▶ [課題 1]: オサムちゃんの家を訪ねる場面を描いた原文で、立花はオサムの母親に、息子が何をしたと告げていますか。
▶ [課題 2]: オサムちゃんの家を訪ねる場面を描いた原文のうち、「さて、その夜、オサムちゃんの」から「おやっさんも母親の態度に呆れて、小声でぼそっとつぶやく。」までをそのまま書き写してください。

▶ [原文]:
>>>>
さて、その夜、オサムちゃんの自宅の住所を突き止めたおやっさんたちは(なにしろ暇なので)どやどやとその家へ押し掛ける。
彼らを追って、ハエ男も実家にやってくるのだが、久しぶりの我が家かぁ~と感傷に耽ることはしない。

オサムちゃんの家はかなりの資産家らしかったが、応接室に現れた母親はいかにも上流階級の人間ザマスと言う雰囲気を漂わせた権高な婦人で、この親にしてあの子供あり……と言う感じであった。
母親「立花さん、あなたですか、オサムが子供を轢き逃げしたって言うのは……オサムはそんな不良なんかじゃありません。一体何の証拠があってそんなことを……」
立花「しかし現におたくの息子さんがひとりの少年を車ではねたんですから」
母親「言いがかりです、うちのオサムにはそんな教育をした覚えはありません!」
立花「出直すか、
こんなのに何言っても分からん」
おやっさんも母親の態度に呆れて、小声でぼそっとつぶやく。
<<<<
▶ [データ行]:
>>>>
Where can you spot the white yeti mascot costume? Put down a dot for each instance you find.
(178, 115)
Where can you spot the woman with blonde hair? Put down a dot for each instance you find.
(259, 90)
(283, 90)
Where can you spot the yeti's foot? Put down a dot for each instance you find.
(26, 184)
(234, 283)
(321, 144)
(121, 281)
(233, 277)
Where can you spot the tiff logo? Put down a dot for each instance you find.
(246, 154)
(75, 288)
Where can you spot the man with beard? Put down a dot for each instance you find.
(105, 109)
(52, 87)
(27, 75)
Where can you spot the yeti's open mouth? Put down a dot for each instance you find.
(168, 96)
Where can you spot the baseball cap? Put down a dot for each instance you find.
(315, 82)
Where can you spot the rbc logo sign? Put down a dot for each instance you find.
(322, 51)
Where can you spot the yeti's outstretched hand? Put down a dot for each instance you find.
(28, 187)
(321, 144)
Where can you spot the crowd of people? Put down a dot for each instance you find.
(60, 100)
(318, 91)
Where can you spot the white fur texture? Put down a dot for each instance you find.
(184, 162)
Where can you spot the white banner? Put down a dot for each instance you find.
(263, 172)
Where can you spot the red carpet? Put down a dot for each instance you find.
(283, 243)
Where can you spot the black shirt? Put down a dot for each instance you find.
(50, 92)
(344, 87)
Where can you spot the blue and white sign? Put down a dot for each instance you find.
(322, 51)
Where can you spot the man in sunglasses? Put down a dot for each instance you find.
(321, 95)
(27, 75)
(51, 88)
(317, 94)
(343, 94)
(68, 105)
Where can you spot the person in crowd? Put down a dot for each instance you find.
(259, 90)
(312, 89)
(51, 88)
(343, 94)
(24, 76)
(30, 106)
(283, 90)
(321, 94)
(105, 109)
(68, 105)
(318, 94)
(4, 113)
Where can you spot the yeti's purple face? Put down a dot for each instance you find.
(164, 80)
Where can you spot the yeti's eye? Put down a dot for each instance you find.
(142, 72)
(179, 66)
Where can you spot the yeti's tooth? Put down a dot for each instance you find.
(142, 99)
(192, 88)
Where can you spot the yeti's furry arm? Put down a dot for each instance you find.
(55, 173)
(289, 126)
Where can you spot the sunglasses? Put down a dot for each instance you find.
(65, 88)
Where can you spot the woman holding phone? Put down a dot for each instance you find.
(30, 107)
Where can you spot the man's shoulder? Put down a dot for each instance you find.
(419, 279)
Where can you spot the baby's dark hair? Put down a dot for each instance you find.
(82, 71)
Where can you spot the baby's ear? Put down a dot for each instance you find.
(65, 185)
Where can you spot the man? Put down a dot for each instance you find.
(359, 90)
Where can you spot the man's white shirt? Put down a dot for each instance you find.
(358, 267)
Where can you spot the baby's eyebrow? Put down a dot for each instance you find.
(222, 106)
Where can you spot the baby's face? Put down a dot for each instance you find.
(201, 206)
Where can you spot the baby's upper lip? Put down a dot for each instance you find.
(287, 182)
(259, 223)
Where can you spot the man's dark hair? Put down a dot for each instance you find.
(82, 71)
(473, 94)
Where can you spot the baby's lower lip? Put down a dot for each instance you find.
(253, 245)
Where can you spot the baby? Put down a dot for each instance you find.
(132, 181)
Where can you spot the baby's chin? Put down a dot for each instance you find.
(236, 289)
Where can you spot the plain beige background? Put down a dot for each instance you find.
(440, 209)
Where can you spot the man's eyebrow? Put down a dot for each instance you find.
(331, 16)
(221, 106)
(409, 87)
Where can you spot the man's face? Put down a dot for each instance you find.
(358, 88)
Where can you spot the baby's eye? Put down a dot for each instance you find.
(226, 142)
<<<<
▶ [回答 1]: ひとりの少年を車ではねたと告げています。

▶ [回答 2]:
さて、その夜、オサムちゃんの自宅の住所を突き止めたおやっさんたちは(なにしろ暇なので)どやどやとその家へ押し掛ける。
彼らを追って、ハエ男も実家にやってくるのだが、久しぶりの我が家かぁ~と感傷に耽ることはしない。

オサムちゃんの家はかなりの資産家らしかったが、応接室に現れた母親はいかにも上流階級の人間ザマスと言う雰囲気を漂わせた権高な婦人で、この親にしてあの子供あり……と言う感じであった。
母親「立花さん、あなたですか、オサムが子供を轢き逃げしたって言うのは……オサムはそんな不良なんかじゃありません。一体何の証拠があってそんなことを……」
立花「しかし現におたくの息子さんがひとりの少年を車ではねたんですから」
母親「言いがかりです、うちのオサムにはそんな教育をした覚えはありません!」
立花「出直すか、
こんなのに何言っても分からん」
おやっさんも母親の態度に呆れて、小声でぼそっとつぶやく。